* [Problem description]: Give again only what runs from the line with "Objective — one dot on each instance of the guardrail" to the final line of the entries below, exactly as written and without pictures.
───── Record extracts
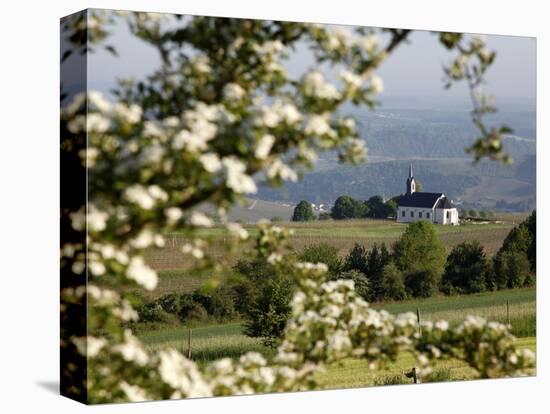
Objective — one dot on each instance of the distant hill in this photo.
(432, 135)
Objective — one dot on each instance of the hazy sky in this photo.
(415, 69)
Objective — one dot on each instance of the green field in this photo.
(356, 373)
(211, 342)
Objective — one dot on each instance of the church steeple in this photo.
(411, 183)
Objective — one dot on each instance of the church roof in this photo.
(419, 199)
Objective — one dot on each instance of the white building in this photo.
(416, 206)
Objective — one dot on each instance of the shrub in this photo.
(356, 259)
(360, 282)
(421, 256)
(323, 253)
(393, 283)
(269, 310)
(218, 303)
(467, 269)
(152, 312)
(377, 259)
(512, 269)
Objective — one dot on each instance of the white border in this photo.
(29, 162)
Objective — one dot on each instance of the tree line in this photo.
(416, 265)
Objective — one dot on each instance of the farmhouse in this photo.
(416, 206)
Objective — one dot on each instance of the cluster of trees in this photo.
(346, 207)
(417, 265)
(203, 304)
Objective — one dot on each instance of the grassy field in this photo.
(490, 305)
(341, 234)
(356, 373)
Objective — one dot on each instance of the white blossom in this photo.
(199, 219)
(233, 92)
(367, 42)
(315, 84)
(97, 268)
(236, 178)
(211, 162)
(317, 125)
(376, 84)
(133, 392)
(130, 114)
(201, 64)
(97, 219)
(237, 230)
(352, 80)
(173, 214)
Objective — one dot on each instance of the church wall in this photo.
(427, 214)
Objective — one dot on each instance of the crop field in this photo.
(356, 373)
(341, 234)
(213, 341)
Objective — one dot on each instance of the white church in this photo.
(433, 207)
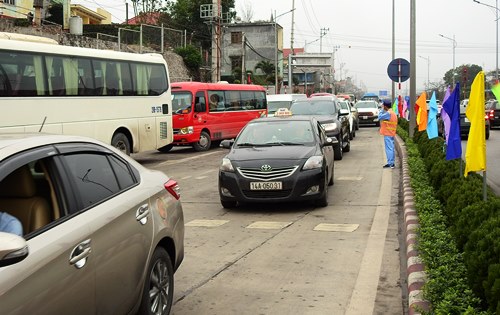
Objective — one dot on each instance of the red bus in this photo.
(207, 112)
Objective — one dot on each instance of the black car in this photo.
(277, 159)
(493, 113)
(327, 110)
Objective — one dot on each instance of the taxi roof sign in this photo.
(283, 112)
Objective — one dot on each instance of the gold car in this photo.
(101, 234)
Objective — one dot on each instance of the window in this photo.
(235, 63)
(236, 37)
(93, 176)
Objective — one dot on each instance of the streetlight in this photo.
(276, 50)
(454, 45)
(428, 65)
(496, 8)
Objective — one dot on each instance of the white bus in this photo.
(122, 99)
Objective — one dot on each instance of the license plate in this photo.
(265, 186)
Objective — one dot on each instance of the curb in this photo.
(415, 269)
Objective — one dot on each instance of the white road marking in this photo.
(206, 223)
(197, 156)
(349, 178)
(365, 290)
(268, 225)
(330, 227)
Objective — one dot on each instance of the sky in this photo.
(360, 33)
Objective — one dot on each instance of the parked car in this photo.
(278, 159)
(344, 105)
(102, 234)
(493, 113)
(327, 110)
(368, 112)
(277, 101)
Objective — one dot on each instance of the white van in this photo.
(276, 101)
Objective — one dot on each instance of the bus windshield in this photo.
(181, 102)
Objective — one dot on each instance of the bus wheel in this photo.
(120, 141)
(166, 148)
(204, 143)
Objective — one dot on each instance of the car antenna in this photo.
(43, 123)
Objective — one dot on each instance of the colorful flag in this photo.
(395, 107)
(475, 153)
(452, 108)
(422, 111)
(445, 118)
(432, 118)
(496, 91)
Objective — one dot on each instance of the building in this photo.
(244, 45)
(311, 72)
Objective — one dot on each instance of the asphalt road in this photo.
(291, 258)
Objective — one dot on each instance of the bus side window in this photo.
(200, 104)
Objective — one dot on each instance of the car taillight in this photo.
(173, 188)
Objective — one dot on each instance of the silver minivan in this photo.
(101, 233)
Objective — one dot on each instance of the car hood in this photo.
(277, 152)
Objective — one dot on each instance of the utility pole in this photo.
(322, 32)
(290, 56)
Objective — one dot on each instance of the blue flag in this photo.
(452, 108)
(431, 118)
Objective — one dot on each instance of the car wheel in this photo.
(323, 200)
(228, 204)
(347, 147)
(158, 292)
(337, 150)
(166, 148)
(121, 142)
(204, 143)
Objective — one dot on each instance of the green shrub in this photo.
(482, 257)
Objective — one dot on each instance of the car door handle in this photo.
(80, 253)
(142, 213)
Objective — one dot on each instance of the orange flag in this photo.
(422, 112)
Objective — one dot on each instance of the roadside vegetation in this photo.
(459, 235)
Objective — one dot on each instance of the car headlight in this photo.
(313, 162)
(226, 165)
(187, 130)
(330, 126)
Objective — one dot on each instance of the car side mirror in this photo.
(227, 144)
(13, 249)
(331, 141)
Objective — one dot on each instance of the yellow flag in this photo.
(422, 112)
(475, 154)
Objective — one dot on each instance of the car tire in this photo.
(347, 147)
(158, 291)
(330, 182)
(203, 143)
(228, 204)
(121, 142)
(166, 148)
(323, 200)
(337, 150)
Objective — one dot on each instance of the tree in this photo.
(192, 59)
(465, 75)
(185, 14)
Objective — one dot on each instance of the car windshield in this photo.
(280, 132)
(181, 102)
(366, 105)
(273, 106)
(313, 108)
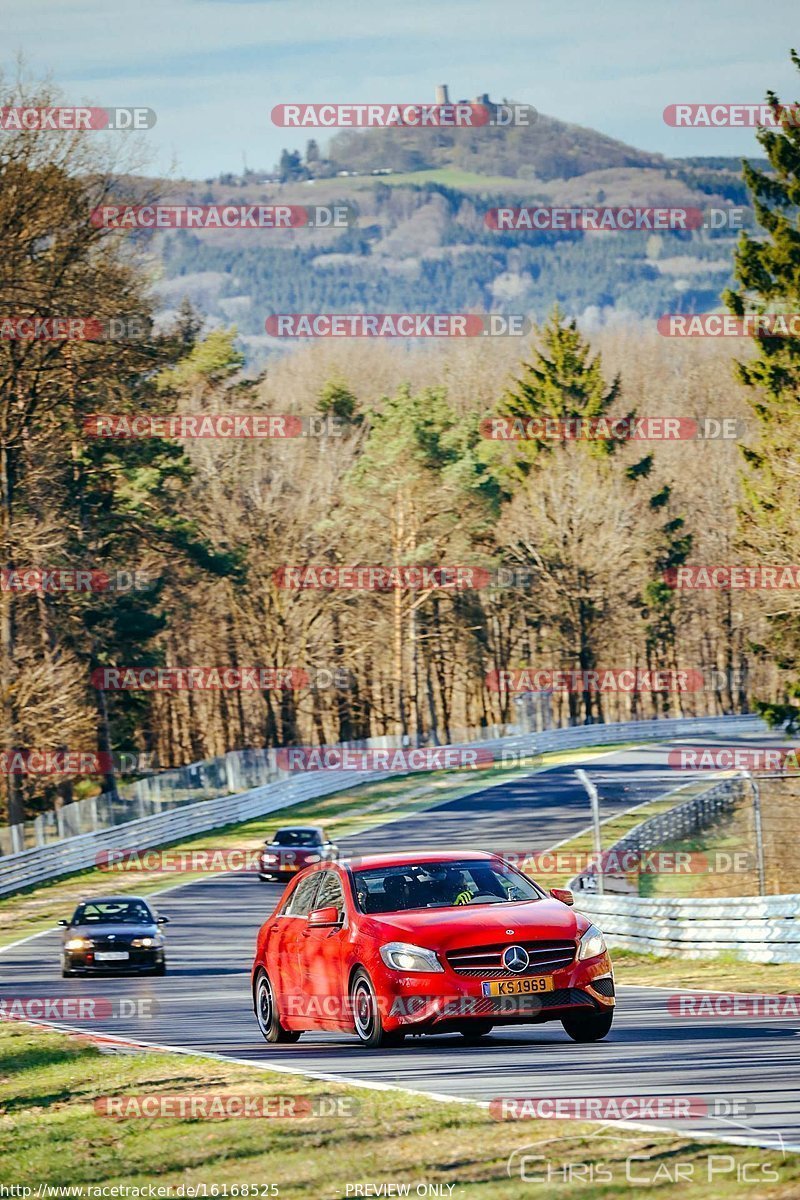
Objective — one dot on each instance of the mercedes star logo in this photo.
(515, 959)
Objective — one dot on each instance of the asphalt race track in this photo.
(204, 1001)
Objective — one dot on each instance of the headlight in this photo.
(403, 957)
(591, 943)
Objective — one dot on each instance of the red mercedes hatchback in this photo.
(395, 945)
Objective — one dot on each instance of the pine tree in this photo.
(564, 382)
(768, 273)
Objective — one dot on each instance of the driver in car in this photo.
(450, 887)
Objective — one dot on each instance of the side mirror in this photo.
(320, 917)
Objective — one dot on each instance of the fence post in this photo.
(759, 835)
(595, 823)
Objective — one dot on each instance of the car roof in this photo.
(364, 862)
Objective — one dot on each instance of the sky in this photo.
(212, 70)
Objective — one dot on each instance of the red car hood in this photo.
(462, 927)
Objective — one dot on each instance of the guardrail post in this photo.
(759, 835)
(595, 823)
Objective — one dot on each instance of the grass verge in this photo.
(52, 1134)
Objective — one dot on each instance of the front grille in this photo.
(485, 961)
(605, 987)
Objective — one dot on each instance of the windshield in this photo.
(118, 912)
(440, 886)
(296, 838)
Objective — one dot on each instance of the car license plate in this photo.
(524, 987)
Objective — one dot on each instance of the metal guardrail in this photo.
(678, 822)
(239, 771)
(757, 929)
(31, 867)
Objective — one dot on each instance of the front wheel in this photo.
(266, 1013)
(366, 1014)
(588, 1026)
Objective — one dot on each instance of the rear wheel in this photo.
(366, 1014)
(266, 1013)
(588, 1026)
(475, 1031)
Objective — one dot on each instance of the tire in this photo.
(475, 1031)
(366, 1014)
(266, 1013)
(588, 1026)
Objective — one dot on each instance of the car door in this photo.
(322, 953)
(288, 928)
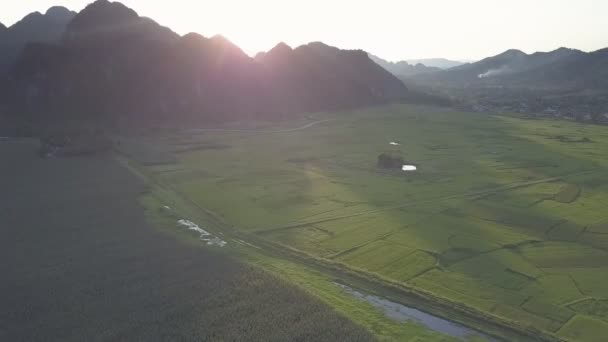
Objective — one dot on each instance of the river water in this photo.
──────────
* [Result of this task]:
Objective — one dot on each instance of the guardrail post in this photo.
(759, 835)
(595, 823)
Objective — one dot on each instance of the grass verge in this photo.
(52, 1134)
Objective — one dot on each instance of the front grille in this photo.
(485, 961)
(605, 987)
Objective — one dot on each instance of the windshield in this photo.
(118, 912)
(440, 886)
(296, 838)
Objective — one dot on each instance of the car license plate in this photo.
(524, 987)
Objective — one dot on each instance of the metal guardrail in this photo.
(678, 822)
(239, 771)
(757, 929)
(31, 867)
Objective — one dot on each instance of the front wheel in this photo.
(266, 1013)
(366, 1014)
(588, 1026)
Objective — one dot on each instance of the rear wheel in this photo.
(366, 1014)
(266, 1013)
(588, 1026)
(475, 1031)
Objective — one dot on each instance of the tire in this photo.
(475, 1031)
(366, 1014)
(266, 1013)
(588, 1026)
Objective — one dot on each instance of the car door in this photo.
(322, 953)
(288, 928)
Objective — one dot on each instance of the river water in this photo.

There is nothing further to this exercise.